=== Instructions for the task ===
Quote exactly the lines running from the line with "of the paving" to the end of the entries, including both, and nothing else.

Records of labeled points:
*****

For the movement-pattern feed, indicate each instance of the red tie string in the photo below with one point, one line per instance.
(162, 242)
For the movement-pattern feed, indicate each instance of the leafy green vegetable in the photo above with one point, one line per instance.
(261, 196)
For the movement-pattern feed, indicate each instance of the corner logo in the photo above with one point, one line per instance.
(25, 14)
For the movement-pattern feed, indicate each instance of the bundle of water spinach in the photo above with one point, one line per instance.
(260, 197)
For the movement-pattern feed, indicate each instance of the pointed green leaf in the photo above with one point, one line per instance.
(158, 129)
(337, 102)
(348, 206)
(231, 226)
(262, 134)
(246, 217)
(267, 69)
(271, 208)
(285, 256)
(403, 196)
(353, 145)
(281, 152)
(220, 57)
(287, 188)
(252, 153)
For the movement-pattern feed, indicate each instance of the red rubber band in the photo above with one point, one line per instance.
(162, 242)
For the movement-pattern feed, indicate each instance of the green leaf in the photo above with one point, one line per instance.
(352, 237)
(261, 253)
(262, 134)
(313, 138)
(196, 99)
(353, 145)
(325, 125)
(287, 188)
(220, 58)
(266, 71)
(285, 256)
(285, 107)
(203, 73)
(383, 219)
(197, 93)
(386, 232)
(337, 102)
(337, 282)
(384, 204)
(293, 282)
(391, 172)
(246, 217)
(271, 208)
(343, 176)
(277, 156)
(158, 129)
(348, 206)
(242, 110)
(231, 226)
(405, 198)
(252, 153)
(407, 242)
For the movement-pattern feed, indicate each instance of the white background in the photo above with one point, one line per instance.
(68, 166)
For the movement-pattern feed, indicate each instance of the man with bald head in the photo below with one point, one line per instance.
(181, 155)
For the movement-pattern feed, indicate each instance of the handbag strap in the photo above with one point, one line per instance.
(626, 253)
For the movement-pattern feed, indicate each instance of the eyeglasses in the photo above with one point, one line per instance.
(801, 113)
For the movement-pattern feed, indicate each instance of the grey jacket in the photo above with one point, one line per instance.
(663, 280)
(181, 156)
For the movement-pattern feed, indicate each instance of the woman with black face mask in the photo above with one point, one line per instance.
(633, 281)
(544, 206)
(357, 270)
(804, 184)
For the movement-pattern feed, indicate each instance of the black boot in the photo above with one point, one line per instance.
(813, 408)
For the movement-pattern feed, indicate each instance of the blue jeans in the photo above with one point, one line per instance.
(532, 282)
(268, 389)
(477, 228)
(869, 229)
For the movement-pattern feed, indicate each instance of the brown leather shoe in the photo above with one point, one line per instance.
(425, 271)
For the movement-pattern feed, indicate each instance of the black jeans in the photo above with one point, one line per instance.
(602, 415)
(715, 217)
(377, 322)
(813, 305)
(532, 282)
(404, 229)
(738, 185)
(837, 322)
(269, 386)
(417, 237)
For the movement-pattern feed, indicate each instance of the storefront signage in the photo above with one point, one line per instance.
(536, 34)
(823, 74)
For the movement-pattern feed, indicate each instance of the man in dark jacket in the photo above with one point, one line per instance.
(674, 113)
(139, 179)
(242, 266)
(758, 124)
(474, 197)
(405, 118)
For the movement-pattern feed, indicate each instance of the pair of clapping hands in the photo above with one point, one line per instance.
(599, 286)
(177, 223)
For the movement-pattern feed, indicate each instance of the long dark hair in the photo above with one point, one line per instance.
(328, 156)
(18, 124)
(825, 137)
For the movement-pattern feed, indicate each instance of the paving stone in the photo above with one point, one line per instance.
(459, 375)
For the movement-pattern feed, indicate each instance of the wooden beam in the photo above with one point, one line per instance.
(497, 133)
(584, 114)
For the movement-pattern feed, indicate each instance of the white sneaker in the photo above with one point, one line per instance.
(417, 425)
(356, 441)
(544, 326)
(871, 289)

*****

=== Written answer ===
For the movement-pattern feed, indicate each instance of the paving stone in the photo above with one point, one line per instance.
(459, 375)
For the movement-pattern feed, indicate each instance of the wooden beam in the photo above with one point, one line per instance.
(497, 133)
(584, 114)
For the movement-pattern feed, indicate each instance of the white sneaker in the photo above with one point, one line per instance.
(417, 425)
(356, 441)
(544, 326)
(871, 289)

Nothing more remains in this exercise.